» **Aim**
Can you render the lines from the one containing "You are given a visual scene. Your task: identify every house" to the one containing "left=67, top=99, right=257, bottom=165", both included, as a numbered list with any blank lines dropped?

━━━━━ Records for this exercise ━━━━━

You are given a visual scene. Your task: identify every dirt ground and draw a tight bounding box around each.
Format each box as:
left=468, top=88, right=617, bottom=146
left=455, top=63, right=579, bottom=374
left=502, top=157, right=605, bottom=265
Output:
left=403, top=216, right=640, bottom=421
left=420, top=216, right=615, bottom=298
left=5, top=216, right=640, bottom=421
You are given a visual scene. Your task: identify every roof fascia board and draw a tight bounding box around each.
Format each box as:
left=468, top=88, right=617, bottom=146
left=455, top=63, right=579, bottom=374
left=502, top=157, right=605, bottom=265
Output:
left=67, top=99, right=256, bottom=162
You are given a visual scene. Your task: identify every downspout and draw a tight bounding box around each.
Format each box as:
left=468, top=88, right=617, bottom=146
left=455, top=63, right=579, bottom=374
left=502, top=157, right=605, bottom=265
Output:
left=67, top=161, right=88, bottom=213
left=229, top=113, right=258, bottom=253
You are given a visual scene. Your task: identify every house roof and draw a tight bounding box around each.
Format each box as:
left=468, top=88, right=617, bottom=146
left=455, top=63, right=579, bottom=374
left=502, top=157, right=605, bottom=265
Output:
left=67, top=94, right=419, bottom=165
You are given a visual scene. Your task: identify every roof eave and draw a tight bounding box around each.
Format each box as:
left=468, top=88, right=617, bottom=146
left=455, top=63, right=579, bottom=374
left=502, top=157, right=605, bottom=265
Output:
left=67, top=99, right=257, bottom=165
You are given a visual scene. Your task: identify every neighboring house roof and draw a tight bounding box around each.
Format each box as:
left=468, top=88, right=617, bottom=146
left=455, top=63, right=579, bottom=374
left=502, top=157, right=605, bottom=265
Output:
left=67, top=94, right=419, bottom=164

━━━━━
━━━━━ Records for this exercise ━━━━━

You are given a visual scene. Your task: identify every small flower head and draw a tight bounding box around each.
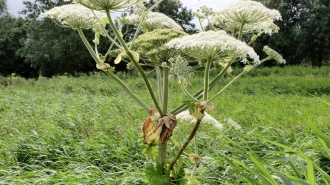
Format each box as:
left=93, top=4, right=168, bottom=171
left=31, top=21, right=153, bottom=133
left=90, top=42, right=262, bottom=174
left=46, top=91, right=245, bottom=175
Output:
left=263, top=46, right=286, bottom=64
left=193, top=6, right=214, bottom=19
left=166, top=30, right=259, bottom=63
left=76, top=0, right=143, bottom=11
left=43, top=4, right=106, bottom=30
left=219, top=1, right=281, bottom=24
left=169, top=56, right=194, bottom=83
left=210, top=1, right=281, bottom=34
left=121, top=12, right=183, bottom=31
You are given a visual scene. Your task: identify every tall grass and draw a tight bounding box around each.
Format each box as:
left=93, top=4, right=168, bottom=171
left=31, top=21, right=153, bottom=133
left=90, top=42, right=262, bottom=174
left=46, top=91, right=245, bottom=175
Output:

━━━━━
━━━━━ Records for this exercise ━━━━━

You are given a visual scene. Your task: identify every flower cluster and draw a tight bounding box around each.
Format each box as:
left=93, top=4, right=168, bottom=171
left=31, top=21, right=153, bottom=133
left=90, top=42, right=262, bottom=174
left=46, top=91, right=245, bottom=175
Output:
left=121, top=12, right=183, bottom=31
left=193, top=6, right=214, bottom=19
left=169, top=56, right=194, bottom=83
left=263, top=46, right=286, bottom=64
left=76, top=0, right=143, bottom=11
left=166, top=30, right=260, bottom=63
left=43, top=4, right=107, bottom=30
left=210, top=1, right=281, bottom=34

━━━━━

» **Full response**
1. You are given a visual scene. Your task: identify every house roof and draw a tight bounding box around each.
2. Format each box as:
3. left=468, top=88, right=617, bottom=146
4. left=455, top=63, right=579, bottom=374
5. left=502, top=157, right=605, bottom=265
6. Output:
7. left=67, top=94, right=419, bottom=165
8. You are given a visual scene. Your task: identify every roof eave and draw a tight bounding box around each.
9. Format each box as:
10. left=468, top=88, right=617, bottom=146
11. left=455, top=63, right=579, bottom=374
12. left=502, top=157, right=605, bottom=265
13. Output:
14. left=67, top=99, right=257, bottom=165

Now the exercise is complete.